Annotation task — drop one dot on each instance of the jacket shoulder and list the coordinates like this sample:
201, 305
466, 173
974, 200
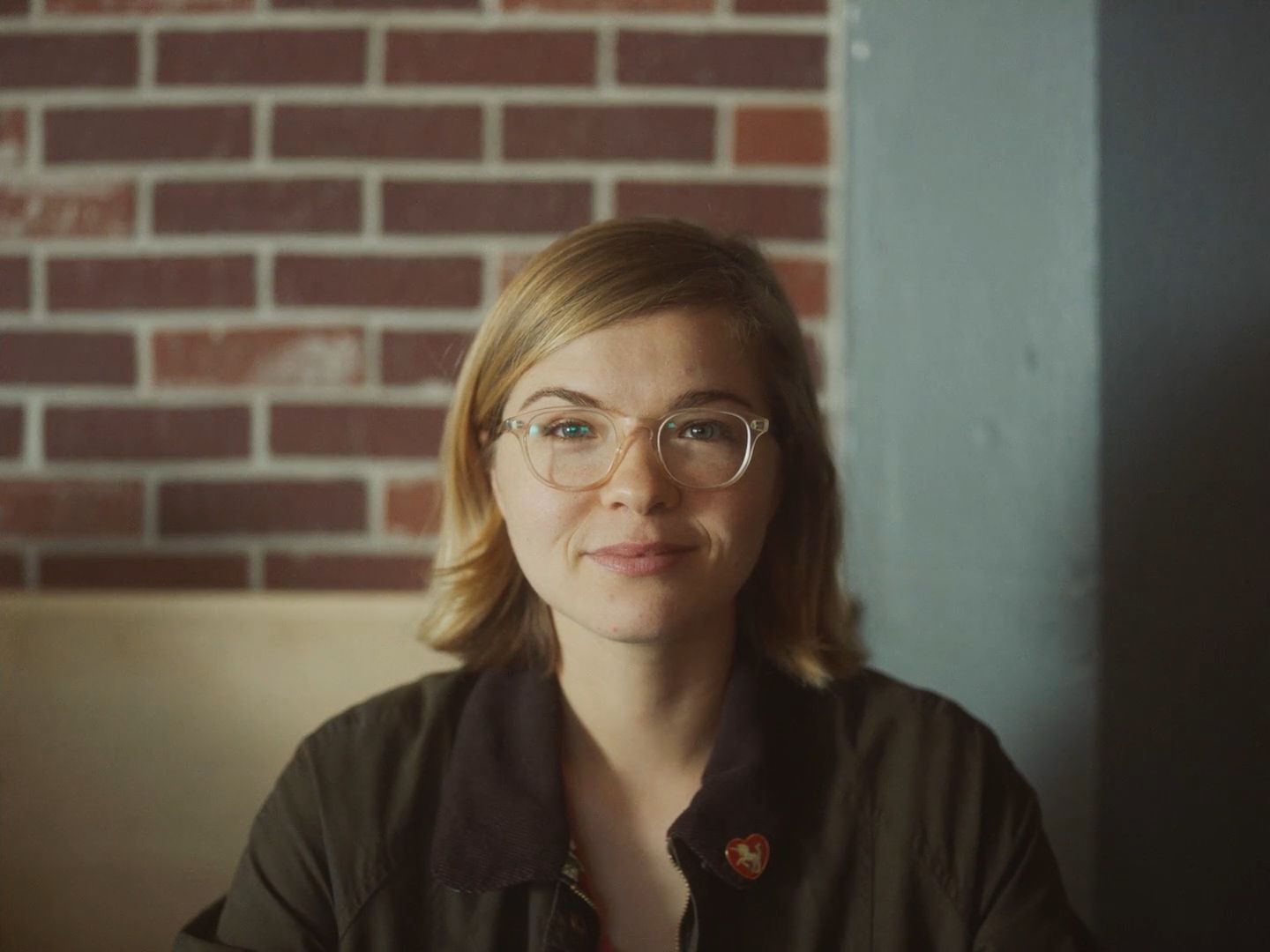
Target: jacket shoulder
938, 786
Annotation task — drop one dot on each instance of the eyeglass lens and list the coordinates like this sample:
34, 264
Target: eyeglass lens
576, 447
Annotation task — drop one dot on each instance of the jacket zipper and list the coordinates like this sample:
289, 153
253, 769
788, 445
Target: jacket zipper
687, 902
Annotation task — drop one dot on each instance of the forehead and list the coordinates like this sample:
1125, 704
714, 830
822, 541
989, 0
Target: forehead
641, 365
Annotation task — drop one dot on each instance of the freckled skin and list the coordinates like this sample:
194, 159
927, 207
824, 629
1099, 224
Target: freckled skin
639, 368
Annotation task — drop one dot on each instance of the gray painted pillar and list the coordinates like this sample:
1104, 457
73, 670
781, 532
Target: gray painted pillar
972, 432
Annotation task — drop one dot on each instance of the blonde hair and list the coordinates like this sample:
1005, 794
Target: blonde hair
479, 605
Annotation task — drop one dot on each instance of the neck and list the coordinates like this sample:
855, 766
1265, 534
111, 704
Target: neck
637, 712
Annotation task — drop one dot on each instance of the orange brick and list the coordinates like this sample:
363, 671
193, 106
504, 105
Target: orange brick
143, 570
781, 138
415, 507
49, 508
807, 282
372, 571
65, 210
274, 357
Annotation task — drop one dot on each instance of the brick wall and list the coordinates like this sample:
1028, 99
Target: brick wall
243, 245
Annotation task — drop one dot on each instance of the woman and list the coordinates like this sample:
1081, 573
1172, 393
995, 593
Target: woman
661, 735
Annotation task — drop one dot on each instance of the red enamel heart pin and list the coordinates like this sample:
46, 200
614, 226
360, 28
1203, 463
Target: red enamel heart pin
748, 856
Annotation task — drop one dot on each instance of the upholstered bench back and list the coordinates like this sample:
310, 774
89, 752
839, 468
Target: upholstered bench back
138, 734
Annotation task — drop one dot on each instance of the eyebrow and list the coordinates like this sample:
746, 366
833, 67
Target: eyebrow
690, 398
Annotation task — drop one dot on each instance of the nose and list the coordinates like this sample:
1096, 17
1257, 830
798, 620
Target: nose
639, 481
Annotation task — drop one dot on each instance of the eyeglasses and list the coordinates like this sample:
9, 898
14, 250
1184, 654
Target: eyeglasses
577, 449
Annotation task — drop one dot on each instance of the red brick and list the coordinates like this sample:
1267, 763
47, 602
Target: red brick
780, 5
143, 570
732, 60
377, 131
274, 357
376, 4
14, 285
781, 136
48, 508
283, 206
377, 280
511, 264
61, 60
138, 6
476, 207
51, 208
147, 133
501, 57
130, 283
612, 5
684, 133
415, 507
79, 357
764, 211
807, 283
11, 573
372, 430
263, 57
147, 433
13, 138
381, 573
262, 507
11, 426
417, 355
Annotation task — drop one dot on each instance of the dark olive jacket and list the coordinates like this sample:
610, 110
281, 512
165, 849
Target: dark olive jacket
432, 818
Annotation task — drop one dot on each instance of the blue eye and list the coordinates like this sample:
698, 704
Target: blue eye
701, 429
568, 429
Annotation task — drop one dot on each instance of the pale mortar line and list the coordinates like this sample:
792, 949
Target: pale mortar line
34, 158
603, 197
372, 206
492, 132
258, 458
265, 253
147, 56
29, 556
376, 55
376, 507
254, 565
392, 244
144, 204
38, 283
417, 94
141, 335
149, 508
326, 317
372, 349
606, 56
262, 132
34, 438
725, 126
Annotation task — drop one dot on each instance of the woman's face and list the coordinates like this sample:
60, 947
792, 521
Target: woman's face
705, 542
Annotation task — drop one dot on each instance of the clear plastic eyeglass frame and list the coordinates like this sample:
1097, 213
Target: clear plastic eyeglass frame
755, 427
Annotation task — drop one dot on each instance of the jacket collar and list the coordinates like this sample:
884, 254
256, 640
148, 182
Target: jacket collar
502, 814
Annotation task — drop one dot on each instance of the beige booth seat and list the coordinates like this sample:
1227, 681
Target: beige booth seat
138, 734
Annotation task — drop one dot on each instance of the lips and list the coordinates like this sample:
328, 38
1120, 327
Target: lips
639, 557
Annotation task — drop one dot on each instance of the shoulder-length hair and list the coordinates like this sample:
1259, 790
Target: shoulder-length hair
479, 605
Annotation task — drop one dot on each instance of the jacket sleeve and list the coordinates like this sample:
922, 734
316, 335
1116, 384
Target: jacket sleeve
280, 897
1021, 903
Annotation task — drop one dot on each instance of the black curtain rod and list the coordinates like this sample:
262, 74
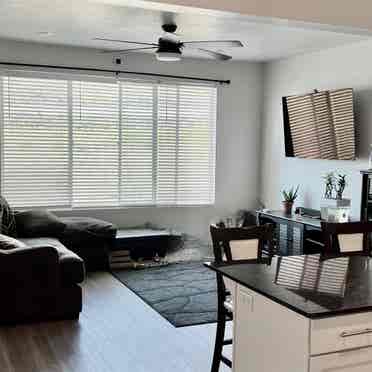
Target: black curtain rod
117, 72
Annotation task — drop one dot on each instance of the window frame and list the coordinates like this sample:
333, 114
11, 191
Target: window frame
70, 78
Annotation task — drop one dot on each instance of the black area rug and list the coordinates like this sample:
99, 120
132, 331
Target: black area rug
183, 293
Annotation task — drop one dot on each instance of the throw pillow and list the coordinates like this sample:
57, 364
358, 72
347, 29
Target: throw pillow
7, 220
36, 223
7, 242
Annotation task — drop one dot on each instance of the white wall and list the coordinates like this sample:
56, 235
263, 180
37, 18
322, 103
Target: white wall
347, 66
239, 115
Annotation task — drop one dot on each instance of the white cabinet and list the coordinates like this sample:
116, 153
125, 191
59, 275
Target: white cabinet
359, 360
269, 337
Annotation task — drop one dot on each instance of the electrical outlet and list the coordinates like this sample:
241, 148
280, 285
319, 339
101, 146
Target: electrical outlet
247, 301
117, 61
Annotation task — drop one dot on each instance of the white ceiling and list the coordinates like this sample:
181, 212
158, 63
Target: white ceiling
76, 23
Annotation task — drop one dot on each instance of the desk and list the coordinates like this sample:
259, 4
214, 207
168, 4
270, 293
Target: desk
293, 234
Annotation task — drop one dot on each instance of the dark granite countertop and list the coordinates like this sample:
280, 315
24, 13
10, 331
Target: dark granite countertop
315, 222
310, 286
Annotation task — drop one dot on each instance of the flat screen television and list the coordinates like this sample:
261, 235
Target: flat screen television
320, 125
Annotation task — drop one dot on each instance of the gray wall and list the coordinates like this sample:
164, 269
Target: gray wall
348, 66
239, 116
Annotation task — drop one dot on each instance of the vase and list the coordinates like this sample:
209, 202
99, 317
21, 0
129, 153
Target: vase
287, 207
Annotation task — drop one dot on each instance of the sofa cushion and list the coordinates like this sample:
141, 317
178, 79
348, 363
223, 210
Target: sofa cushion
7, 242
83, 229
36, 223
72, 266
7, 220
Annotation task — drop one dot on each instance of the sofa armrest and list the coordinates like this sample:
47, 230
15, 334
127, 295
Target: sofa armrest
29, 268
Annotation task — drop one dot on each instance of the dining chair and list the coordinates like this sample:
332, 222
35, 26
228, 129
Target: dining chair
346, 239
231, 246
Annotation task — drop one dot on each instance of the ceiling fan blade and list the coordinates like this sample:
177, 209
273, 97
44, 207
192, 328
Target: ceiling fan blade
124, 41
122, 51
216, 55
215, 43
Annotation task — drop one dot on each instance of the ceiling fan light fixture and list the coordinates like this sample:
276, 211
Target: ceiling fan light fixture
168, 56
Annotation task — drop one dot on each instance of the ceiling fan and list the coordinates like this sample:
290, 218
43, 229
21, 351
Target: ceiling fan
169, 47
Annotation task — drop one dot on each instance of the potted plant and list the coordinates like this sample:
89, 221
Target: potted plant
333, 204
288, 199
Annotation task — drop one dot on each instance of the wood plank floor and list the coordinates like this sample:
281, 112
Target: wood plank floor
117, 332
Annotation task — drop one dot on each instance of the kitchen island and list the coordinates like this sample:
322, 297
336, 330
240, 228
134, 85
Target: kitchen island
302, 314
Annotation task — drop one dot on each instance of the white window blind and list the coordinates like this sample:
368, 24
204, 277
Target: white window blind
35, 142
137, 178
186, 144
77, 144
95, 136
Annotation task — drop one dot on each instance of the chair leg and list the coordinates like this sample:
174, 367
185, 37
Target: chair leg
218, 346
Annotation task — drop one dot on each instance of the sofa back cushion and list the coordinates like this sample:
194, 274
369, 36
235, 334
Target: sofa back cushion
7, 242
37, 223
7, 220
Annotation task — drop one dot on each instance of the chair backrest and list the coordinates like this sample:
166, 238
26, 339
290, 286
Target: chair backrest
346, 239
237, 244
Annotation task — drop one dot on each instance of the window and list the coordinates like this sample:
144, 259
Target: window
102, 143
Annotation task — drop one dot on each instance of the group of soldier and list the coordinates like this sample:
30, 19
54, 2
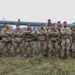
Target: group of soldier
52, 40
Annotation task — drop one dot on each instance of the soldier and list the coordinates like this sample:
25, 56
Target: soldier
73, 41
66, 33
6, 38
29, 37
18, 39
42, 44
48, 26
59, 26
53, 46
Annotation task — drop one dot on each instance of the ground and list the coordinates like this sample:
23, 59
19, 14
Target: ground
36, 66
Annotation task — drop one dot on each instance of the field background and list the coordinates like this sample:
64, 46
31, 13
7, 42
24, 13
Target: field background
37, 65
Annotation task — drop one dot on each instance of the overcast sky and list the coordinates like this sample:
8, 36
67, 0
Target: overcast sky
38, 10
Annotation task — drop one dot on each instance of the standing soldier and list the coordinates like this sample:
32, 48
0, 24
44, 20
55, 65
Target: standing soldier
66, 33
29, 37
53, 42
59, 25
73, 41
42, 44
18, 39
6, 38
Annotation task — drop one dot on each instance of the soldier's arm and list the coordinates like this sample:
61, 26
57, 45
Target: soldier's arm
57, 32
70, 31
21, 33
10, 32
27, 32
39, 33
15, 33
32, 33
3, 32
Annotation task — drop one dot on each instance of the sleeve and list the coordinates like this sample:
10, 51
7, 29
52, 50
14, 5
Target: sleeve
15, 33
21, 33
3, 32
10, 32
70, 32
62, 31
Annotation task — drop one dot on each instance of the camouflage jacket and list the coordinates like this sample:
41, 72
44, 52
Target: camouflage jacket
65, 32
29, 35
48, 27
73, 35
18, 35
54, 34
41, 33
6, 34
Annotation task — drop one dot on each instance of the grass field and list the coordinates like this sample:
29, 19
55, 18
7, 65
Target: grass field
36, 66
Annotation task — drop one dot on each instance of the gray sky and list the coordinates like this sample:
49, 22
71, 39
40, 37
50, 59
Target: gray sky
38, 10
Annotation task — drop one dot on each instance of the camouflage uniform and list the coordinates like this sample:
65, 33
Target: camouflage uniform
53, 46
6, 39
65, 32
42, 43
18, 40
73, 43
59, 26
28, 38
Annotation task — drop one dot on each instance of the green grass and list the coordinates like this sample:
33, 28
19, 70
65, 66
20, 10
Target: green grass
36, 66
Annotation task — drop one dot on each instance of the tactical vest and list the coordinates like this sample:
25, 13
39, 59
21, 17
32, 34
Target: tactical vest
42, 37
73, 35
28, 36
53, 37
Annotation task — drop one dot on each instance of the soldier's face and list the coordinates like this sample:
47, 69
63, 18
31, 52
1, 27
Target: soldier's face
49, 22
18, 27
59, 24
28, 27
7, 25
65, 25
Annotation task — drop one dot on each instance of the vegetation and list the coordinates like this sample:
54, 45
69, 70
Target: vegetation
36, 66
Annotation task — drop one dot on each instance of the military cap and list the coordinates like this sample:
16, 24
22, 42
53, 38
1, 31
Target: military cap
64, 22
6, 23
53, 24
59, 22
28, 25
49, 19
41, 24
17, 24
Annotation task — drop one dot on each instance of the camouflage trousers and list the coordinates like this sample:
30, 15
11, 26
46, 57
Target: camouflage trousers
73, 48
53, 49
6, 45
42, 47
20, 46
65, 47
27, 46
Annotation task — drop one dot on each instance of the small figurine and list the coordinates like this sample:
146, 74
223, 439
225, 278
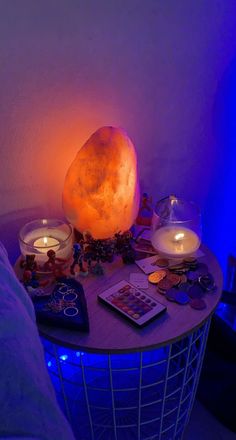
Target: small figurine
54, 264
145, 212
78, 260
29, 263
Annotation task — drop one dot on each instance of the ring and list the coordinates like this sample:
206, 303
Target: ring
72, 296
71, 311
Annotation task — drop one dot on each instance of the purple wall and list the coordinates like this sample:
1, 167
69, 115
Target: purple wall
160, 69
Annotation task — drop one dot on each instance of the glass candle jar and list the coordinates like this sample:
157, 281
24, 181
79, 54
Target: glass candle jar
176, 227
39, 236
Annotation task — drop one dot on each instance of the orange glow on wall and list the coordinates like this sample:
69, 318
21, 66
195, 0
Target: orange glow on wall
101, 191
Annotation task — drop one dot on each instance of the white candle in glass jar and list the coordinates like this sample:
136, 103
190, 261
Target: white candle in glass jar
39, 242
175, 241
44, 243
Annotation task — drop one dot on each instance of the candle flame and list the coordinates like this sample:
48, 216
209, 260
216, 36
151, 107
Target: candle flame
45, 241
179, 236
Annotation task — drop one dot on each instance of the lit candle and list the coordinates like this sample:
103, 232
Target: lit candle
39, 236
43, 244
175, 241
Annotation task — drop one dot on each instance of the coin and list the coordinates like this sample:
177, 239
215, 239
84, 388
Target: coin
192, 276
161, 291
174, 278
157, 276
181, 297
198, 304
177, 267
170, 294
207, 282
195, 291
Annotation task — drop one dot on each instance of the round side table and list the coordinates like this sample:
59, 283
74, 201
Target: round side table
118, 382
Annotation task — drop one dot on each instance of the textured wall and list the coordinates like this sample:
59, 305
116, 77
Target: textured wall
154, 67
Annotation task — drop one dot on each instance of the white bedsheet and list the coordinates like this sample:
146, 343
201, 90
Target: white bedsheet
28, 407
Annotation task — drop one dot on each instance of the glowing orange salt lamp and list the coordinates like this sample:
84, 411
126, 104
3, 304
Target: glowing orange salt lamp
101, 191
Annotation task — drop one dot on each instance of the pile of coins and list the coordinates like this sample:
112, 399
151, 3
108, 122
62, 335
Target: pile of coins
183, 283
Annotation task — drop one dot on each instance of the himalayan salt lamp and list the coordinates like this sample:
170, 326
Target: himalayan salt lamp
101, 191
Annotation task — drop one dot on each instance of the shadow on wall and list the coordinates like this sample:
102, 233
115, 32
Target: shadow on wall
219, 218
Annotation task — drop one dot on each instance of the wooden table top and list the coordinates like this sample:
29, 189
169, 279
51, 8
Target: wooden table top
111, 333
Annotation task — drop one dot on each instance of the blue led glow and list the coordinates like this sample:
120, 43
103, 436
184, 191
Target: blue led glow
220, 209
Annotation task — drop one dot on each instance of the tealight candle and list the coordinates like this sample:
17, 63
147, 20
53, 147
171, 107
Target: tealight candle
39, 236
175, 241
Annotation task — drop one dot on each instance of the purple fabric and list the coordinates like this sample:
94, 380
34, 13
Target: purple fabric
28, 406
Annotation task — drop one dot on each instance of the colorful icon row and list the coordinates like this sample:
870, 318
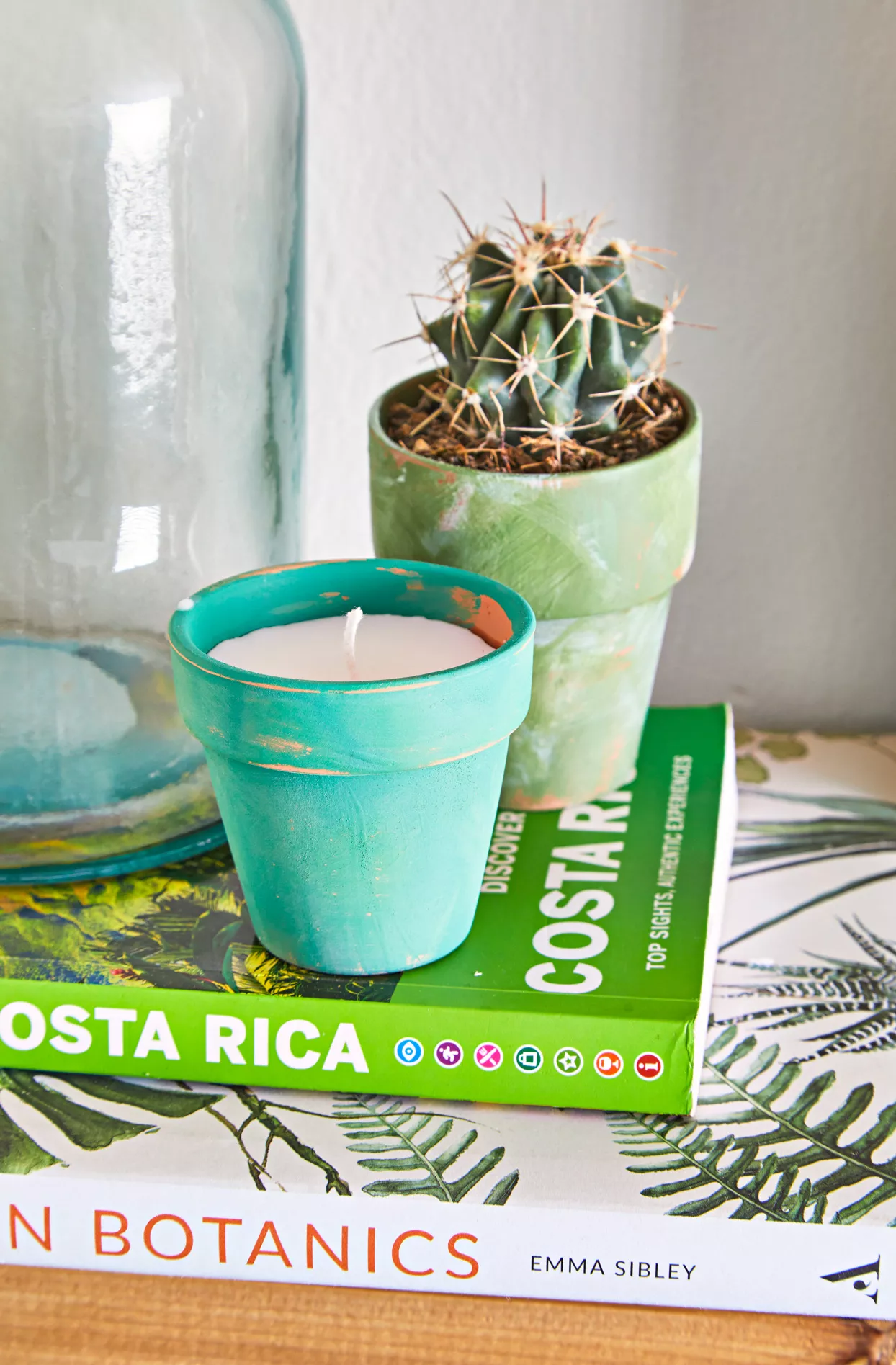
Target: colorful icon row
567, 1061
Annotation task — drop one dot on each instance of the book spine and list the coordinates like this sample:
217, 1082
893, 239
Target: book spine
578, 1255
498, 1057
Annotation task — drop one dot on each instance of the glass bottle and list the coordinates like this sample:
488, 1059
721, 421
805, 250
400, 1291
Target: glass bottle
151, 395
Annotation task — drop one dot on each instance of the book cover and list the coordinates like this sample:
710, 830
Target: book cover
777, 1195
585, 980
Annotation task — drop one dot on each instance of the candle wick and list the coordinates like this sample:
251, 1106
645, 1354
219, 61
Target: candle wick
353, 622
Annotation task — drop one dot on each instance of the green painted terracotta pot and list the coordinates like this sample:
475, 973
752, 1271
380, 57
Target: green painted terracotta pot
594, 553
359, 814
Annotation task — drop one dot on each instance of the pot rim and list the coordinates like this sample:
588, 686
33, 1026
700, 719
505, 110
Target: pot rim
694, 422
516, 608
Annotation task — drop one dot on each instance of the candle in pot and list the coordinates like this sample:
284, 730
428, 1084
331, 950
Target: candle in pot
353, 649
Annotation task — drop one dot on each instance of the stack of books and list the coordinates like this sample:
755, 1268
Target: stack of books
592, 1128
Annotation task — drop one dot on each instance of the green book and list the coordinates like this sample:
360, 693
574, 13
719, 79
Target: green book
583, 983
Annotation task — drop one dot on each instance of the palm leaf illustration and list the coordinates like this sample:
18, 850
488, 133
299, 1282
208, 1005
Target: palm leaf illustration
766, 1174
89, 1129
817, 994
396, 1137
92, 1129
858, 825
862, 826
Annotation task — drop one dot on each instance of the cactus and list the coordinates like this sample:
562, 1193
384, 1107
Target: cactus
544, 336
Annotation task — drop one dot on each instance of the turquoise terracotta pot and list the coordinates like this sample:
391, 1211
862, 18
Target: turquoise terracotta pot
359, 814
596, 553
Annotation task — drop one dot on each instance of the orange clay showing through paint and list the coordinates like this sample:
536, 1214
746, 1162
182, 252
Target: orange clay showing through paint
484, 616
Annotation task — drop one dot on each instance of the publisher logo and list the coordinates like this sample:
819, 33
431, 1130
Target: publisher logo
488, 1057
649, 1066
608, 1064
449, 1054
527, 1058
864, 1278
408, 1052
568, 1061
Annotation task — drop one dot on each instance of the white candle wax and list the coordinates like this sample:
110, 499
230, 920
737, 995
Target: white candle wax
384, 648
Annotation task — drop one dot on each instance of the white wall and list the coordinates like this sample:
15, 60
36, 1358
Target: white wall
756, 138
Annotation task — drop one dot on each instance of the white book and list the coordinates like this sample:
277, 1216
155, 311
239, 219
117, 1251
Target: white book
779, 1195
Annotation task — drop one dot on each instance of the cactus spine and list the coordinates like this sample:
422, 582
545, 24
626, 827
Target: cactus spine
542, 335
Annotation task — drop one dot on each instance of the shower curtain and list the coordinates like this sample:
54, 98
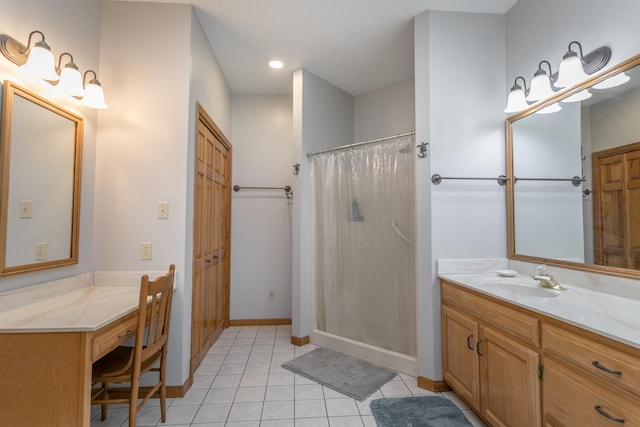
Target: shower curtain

▬▬▬▬▬▬

◆ EXERCISE PROMPT ◆
Set down only the lines running from the line with "the green book" to the end of the entries, inclusive; omit every picture.

◆ OUTPUT FOR THIS EXERCISE ◆
Annotation task — drop one dot on each instance of the green book and list the coordinates like this sample:
360, 693
574, 13
719, 79
Target: green book
583, 983
Annotation task — drop one dot on each instance of the palm leaf illustration and list the coordinates like this sample:
18, 850
488, 133
299, 1282
208, 1005
Target: palm leaf illustration
766, 1174
89, 1129
817, 994
396, 1137
92, 1129
858, 825
862, 826
Annotation task — drop one dot on each instance of the cactus and list the coordinates like this sample:
562, 1193
384, 1107
Target: cactus
544, 336
Annotation task — drop one dot on each instance of the turquoise terracotta pot and list the coordinates like this sample:
391, 1211
862, 18
Target: turquoise terracotta pot
359, 814
596, 553
Annotation task — drop one dot on each instance of the orange clay showing through paint and list the coordinates like this sample:
536, 1214
746, 1162
182, 252
Target: orange clay showing through paint
484, 616
Annotation task — drop one dot on each instance of the publisher logo and list the coordinates like this sample:
819, 33
431, 1130
Target: publisher logo
488, 1057
649, 1066
608, 1064
449, 1054
527, 1058
864, 1278
408, 1052
568, 1061
Annotation task — drop one dot on each instance of the white candle wax and list the coordinates like this sample:
110, 499
230, 920
737, 995
Target: white candle wax
384, 648
Annotation task — drop one dot on each instance of the white wall and list the coordinates like this sample:
15, 60
36, 1358
Target: white wall
756, 138
Annotation task — drop one dot on each instance of the white book and list the coordinates like this sample:
277, 1216
155, 311
239, 219
117, 1251
Target: white book
779, 1195
Annotation task — drop one dot on each instance of the cactus spine and list the coordinates like this sample:
422, 582
545, 24
626, 827
Target: cactus spine
542, 335
Annotation task — drop one dot on each instance of the shower curtain and list the coordinates like this sample:
54, 98
Target: shower curtain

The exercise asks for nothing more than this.